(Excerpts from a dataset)
.....
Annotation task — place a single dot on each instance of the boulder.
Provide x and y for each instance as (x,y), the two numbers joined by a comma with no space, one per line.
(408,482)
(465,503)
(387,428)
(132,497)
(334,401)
.....
Exercise details
Retype all the data verbatim.

Finished task
Annotation task — place a single dot on each instance of the boulder.
Provide x and y for each instance as (x,y), the two numbers joined by a comma with no space, one per line.
(408,482)
(465,503)
(387,428)
(132,497)
(334,401)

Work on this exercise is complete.